> **What is needed**: Continue the passage on the FDA's warning letter to 23andMe and the regulation of direct-to-consumer genetic testing, picking up after its final sentence.

> **Extracted text**:
-------------------------

The FDA’s warning letter to 23andMe, the maker of mail-order genetic tests, highlights the challenging legal and ethical issues posed by such products. While the FDA’s letter focuses on charges that (a) 23andMe’s DNA collection kit is an adulterated Class III medical device because it has not obtained prior regulatory clearance, and (b) the product is misbranded because 23andMe has failed to provide adequate evidence that its product provides accurate results, the situation raises additional questions.
For example, should direct-to-consumer medical genetic testing (DTCMGT) be regulated as “the practice of medicine”? To date, DTCMGT, which takes place outside of the traditional medical setting, has not been subjected to state law regulatory requirements applicable to “the practice of medicine” imposed on medical providers. Such requirements could assure involvement of a genetics professional in the testing, which could reduce risks of inadequate informed consent, misinterpretation of results, lack of follow-up care, and other potentially adverse consequences.

-------------------------

> **Data provided**:
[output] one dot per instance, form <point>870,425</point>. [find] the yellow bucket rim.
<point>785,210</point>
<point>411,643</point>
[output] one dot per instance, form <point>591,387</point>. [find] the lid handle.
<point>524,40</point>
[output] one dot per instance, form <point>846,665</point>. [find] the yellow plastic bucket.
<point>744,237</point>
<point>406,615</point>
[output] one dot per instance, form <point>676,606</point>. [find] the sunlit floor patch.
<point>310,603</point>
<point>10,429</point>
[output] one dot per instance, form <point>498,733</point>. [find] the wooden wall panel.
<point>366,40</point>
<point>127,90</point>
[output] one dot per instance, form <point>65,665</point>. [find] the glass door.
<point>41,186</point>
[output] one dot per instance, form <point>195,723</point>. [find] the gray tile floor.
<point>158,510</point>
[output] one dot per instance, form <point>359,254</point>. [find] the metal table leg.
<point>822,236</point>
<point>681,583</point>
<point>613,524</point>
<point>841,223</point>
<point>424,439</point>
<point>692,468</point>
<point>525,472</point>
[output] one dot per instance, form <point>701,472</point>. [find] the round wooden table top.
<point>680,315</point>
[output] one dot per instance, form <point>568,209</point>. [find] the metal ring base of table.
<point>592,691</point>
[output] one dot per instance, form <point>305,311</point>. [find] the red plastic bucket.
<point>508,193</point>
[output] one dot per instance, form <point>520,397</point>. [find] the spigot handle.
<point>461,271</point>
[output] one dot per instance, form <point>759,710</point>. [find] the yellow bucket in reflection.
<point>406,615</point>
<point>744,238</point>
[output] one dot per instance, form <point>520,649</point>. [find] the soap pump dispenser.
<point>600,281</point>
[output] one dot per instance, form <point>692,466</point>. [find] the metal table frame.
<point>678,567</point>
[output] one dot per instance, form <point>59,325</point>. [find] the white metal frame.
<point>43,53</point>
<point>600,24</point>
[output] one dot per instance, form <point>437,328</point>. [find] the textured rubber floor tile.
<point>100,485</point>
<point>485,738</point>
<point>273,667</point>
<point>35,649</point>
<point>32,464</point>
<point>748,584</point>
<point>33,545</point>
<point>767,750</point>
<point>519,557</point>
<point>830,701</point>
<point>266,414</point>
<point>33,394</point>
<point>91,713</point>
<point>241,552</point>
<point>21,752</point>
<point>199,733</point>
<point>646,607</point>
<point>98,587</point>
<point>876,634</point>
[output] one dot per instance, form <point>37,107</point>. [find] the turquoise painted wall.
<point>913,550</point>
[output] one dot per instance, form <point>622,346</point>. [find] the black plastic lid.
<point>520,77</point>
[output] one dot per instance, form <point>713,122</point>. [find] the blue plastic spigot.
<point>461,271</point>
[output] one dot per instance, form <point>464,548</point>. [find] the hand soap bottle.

-------------------------

> **Response for this exercise**:
Whether or not DTCMGT is regulated as the practice of medicine, many urge that more attention needs to be paid to assuring that consumers are fully informed about what the test can and cannot disclose about their health. Most DTCMGT genetic tests do not give a definitive answer as to whether an individual will develop a condition. They provide only a risk or probability of developing a disease—and the interpretation of such results is often highly nuanced and may need to be communicated to the consumer in an appropriate context and in an understandable fashion that is linguistically and culturally appropriate.
Finally, privacy concerns need to be adequately addressed. Prior to testing, the consumer should be told about who will have access to the test results, what security is in place to protect the test information, and what potential impact the results could have on family members.
FDA’s action opens up much-needed discussion on a number of critical issues. Let the debate begin.